----- Data shown -----

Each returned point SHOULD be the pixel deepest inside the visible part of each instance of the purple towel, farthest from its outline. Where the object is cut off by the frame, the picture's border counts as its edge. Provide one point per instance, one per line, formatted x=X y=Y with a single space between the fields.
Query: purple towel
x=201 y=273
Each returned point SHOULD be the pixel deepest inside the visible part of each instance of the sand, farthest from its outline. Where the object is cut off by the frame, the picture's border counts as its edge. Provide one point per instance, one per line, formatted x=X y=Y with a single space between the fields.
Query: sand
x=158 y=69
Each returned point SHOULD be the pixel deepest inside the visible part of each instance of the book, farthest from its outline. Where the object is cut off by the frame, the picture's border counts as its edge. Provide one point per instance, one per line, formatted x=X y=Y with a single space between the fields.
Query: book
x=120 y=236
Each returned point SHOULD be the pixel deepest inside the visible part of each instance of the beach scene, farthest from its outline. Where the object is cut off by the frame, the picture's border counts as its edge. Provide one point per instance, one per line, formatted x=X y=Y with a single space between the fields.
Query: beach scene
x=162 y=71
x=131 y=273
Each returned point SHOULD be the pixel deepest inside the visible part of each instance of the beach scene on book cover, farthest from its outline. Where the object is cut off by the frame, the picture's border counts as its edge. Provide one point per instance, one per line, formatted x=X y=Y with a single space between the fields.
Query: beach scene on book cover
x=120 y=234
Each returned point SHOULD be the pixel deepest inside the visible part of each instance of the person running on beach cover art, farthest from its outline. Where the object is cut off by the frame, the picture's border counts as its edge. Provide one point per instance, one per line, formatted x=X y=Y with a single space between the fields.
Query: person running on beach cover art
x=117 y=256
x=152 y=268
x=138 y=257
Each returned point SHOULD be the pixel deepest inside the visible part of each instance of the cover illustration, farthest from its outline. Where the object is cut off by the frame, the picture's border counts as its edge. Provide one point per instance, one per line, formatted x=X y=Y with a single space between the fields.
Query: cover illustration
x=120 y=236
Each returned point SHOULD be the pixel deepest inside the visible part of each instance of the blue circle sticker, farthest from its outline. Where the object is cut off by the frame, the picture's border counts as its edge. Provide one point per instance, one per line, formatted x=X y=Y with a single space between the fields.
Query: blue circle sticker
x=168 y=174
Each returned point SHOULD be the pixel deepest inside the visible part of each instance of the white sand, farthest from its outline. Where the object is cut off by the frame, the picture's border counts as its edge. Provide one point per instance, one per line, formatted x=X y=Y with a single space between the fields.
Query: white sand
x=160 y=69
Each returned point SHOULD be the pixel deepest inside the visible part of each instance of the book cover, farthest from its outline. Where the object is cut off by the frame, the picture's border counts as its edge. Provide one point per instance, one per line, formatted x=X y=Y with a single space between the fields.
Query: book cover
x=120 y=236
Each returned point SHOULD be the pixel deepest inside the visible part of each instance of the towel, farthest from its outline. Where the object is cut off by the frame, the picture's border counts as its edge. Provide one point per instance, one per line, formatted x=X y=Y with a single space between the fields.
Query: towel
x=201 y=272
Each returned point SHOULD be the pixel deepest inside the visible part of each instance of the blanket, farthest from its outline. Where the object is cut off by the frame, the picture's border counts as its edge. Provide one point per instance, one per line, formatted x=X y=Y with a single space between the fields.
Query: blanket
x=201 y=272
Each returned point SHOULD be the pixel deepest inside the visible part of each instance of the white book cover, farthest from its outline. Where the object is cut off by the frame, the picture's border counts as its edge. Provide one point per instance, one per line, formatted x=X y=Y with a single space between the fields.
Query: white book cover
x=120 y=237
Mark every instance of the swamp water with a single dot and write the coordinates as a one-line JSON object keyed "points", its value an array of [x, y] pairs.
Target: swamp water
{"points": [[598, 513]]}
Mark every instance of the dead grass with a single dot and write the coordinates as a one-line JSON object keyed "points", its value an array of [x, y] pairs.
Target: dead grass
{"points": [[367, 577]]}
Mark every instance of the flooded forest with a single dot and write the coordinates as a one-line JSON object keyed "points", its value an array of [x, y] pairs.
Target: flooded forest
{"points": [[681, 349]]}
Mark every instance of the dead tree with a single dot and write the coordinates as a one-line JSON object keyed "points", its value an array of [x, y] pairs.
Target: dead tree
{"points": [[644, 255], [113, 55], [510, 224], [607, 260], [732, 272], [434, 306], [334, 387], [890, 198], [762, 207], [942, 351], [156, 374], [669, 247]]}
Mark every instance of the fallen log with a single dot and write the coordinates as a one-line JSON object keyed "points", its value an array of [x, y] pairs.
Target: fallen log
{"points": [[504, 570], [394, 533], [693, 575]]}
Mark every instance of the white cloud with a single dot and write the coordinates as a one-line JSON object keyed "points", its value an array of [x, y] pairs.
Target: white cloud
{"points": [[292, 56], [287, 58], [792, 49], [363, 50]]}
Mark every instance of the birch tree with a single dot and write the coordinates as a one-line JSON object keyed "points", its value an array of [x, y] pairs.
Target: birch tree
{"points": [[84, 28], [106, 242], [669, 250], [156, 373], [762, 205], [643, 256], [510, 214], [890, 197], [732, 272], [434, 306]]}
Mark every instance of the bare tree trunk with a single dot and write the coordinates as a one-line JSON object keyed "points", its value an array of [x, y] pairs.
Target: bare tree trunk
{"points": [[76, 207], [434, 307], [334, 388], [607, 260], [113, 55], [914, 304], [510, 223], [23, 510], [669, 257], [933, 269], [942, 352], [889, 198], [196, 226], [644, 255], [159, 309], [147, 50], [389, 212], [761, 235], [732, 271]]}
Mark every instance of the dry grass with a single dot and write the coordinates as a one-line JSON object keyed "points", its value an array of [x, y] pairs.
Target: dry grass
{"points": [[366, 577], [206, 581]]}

-----

= Aim of the task =
Each record above needs to be given again exactly as written.

= Worked solution =
Each returned point SHOULD be the pixel deepest inside the visible part of each instance of the purple towel, farthest from its outline. Where the object is cut off by the frame, the picture's border counts as its edge. Provide one point per instance, one per line, formatted x=X y=Y with a single space between the fields.
Query: purple towel
x=201 y=273
Each returned point SHOULD be the pixel deepest inside the visible part of each instance of the sand, farthest from its outline. Where the object is cut off by the frame, the picture's border counts as its edge. Provide one point per instance, one per line, formatted x=X y=Y with a single space between the fields.
Query: sand
x=158 y=69
Each returned point SHOULD be the pixel deepest inside the visible part of each instance of the book, farthest from its outline. Where the object is cut off by the frame, the picture's border counts as its edge. Provide one point per instance, one per line, formatted x=X y=Y with a single space between the fields.
Query: book
x=120 y=236
Each returned point SHOULD be the pixel deepest inside the visible part of each instance of the beach scene, farthest from its outline. Where the object is cut off by the frame, the picture's border counts as its edge. Provide one point per instance, one per line, formatted x=X y=Y with a single space between the fields.
Query: beach scene
x=162 y=71
x=131 y=273
Each returned point SHOULD be the pixel deepest inside the visible part of each instance of the beach scene on book cover, farthest from its outline. Where the object is cut off by the frame, the picture's border counts as its edge. Provide one point per instance, one per line, formatted x=X y=Y with a single space between the fields.
Query: beach scene on book cover
x=120 y=234
Each returned point SHOULD be the pixel deepest inside the visible part of each instance of the person running on beach cover art, farthest from its outline. Where the object is cut off by the frame, the picture's border counts as its edge. Provide one point per instance, one per line, formatted x=X y=Y with a single space between the fields.
Query: person running on beach cover art
x=117 y=256
x=152 y=268
x=138 y=257
Each returned point SHOULD be the pixel deepest inside the visible part of each instance of the cover illustration, farthest from its outline. Where the object is cut off by the frame, the picture's border counts as its edge. Provide one point per instance, one per line, formatted x=X y=Y with a single space between the fields.
Query: cover illustration
x=120 y=236
Each returned point SHOULD be the pixel deepest inside the visible part of each instance of the blue circle sticker, farthest from its outline. Where the object is cut off by the frame, the picture's border counts as its edge. Provide one point per instance, one per line, formatted x=X y=Y with a single space between the fields.
Query: blue circle sticker
x=168 y=174
Each returned point SHOULD be the pixel deepest inside the visible part of each instance of the white sand, farthest from its outline. Where the object is cut off by the frame, the picture's border counts as its edge. Provide one point per instance, one per line, formatted x=X y=Y with a single space between the fields.
Query: white sand
x=160 y=69
Each returned point SHOULD be the pixel deepest inside the visible part of each instance of the book cover, farthest from its outline. Where the object is cut off by the frame, the picture's border counts as its edge. Provide one point per instance, one per line, formatted x=X y=Y with a single space between the fields.
Query: book cover
x=120 y=236
Each returned point SHOULD be the pixel deepest inside the visible part of each instance of the towel, farthest from its outline. Where the object is cut off by the frame, the picture's border counts as its edge. Provide one point per instance, one per line, formatted x=X y=Y with a single space between the fields.
Query: towel
x=201 y=272
Each returned point SHOULD be the pixel deepest inside the visible part of each instance of the blanket, farthest from its outline. Where the object is cut off by the frame, the picture's border counts as its edge. Provide one point per instance, one per line, formatted x=X y=Y with a single space between the fields.
Query: blanket
x=201 y=272
Each returned point SHOULD be the pixel deepest inside the visible part of each instance of the white book cover, farthest from its outline. Where the object is cut off by the frame, the picture's border counts as its edge. Provide one point per instance, one per line, formatted x=X y=Y with a single space between the fields.
Query: white book cover
x=120 y=237
Mark every instance of the swamp water with a single dot and write the coordinates as a one-line JSON object keyed "points", its value an array of [x, y] pairs.
Target: swamp water
{"points": [[598, 513]]}
Mark every instance of the dead grass with a single dot and write the coordinates as a one-line JSON object keyed "points", its value an array of [x, y] pairs.
Target: dead grass
{"points": [[367, 577]]}
Mark every instance of the flooded forest with a single dot and write the coordinates as a one-line JSON object keyed "points", its value an array of [x, y] pairs.
Target: flooded forest
{"points": [[681, 349]]}
Mark every instance of the dead tree with a single dot and write the coordinates as a one-line JSON object keyed "points", its value an array of [x, y] pairs.
Target: dead tree
{"points": [[644, 255], [113, 55], [510, 224], [607, 260], [732, 272], [434, 306], [334, 387], [890, 198], [762, 207], [942, 351], [156, 374], [669, 247]]}
Mark every instance of the fallen log with a single dot and write the coordinates as a one-line JSON object keyed "points", its value an array of [x, y] pairs.
Target: fallen log
{"points": [[504, 570], [394, 533], [693, 575]]}
Mark every instance of the white cloud with a single dot and write the coordinates as a one-line JSON object keyed "points", its value an array of [x, y] pairs.
Target: white cloud
{"points": [[292, 56], [287, 58], [792, 49], [363, 50]]}
Mark every instance of the birch tree with a single dot and write the coordinates as a one-line JSON object keyed "points", its value an array of [x, y] pairs.
Target: birch tree
{"points": [[84, 28], [106, 242], [669, 250], [156, 373], [762, 205], [643, 256], [510, 214], [890, 197], [732, 272], [434, 306]]}
Mark every instance of the bare tree trunk with a single dot and write the coordinates as a one-line JSON object keyed "points", its value an array of [x, y] pairs.
Target: bare tree trunk
{"points": [[76, 207], [434, 307], [334, 388], [607, 260], [113, 55], [914, 304], [510, 223], [23, 510], [669, 257], [933, 269], [942, 352], [889, 198], [196, 226], [644, 255], [159, 309], [147, 50], [389, 212], [761, 235], [732, 271]]}
Mark every instance of the dry grass with a single dot and write the coordinates as a one-line JSON object keyed "points", its value an array of [x, y] pairs.
Target: dry grass
{"points": [[366, 577], [206, 581]]}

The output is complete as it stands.